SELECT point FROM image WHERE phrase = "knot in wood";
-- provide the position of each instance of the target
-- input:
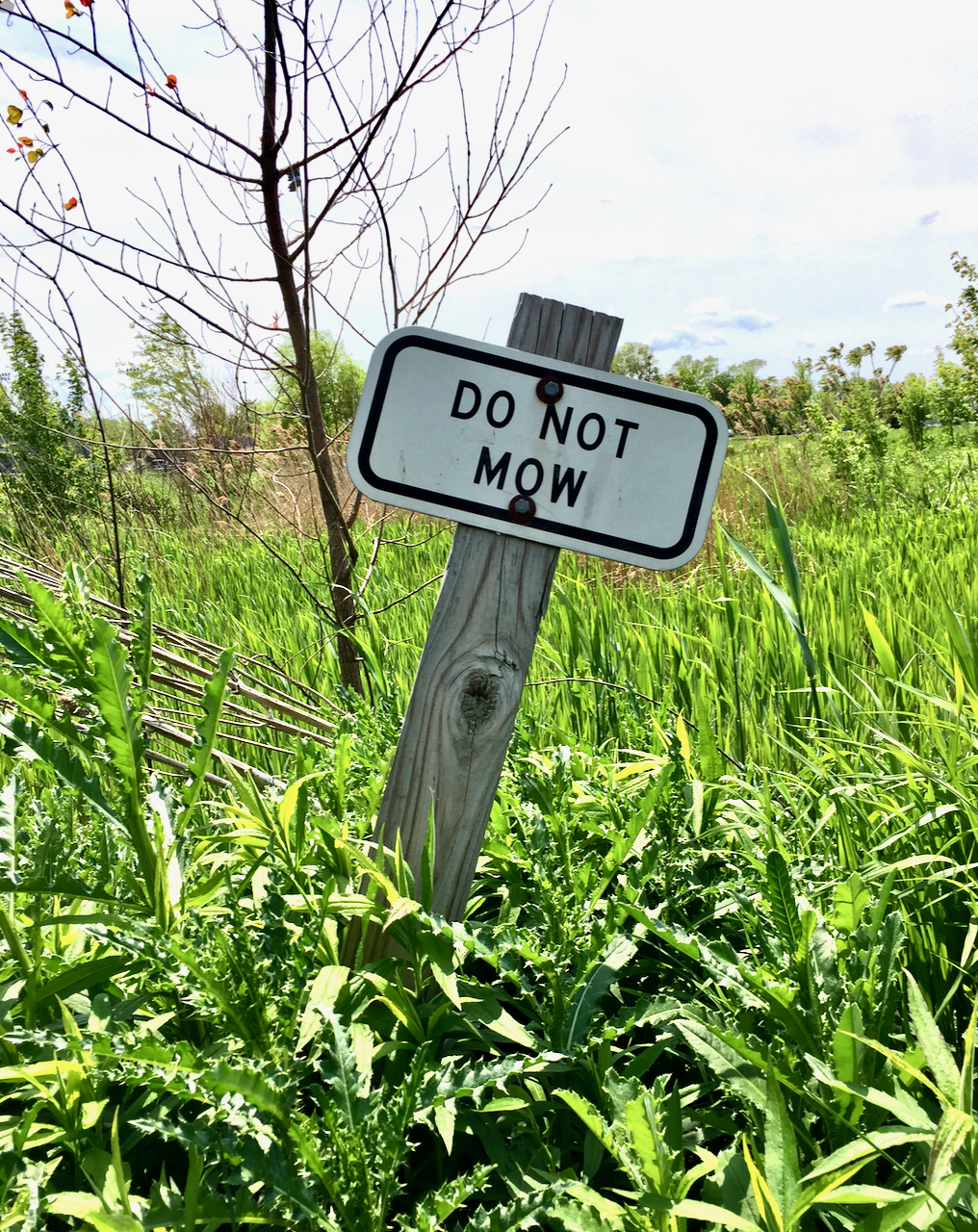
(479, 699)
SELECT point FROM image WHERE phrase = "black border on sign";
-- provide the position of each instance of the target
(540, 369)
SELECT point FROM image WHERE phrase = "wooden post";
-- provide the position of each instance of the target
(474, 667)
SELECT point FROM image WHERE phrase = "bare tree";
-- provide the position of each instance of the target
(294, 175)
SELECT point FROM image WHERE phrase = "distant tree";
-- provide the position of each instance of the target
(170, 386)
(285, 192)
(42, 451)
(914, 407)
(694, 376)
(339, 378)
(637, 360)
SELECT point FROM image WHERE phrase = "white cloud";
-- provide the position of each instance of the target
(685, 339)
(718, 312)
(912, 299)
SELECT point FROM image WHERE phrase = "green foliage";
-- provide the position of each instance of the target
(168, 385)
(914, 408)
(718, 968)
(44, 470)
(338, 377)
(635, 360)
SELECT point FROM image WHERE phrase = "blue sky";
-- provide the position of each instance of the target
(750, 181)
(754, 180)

--

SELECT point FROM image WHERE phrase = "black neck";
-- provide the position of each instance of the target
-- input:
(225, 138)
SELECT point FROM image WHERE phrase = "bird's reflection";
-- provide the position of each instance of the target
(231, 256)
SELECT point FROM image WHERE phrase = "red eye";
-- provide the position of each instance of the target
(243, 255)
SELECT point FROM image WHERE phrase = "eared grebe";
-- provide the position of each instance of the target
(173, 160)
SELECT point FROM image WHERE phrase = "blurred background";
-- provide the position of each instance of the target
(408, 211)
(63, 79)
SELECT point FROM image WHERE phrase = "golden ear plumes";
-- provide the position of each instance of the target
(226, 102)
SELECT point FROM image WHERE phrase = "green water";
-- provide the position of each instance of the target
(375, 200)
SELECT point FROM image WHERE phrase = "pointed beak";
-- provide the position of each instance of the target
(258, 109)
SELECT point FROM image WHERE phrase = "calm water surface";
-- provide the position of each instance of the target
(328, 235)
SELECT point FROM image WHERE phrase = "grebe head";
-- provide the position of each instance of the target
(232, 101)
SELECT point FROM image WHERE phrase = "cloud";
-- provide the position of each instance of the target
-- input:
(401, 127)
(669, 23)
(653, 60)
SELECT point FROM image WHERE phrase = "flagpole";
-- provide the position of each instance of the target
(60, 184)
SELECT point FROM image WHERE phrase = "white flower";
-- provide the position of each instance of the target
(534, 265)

_Written request_: Find each line in the records above that contains the word "cloud" and copy those lines out in full.

_Response to the exercise_:
SELECT point FROM image WHERE phrase = "white cloud";
SELECT point FROM image WHERE phrase = "cloud";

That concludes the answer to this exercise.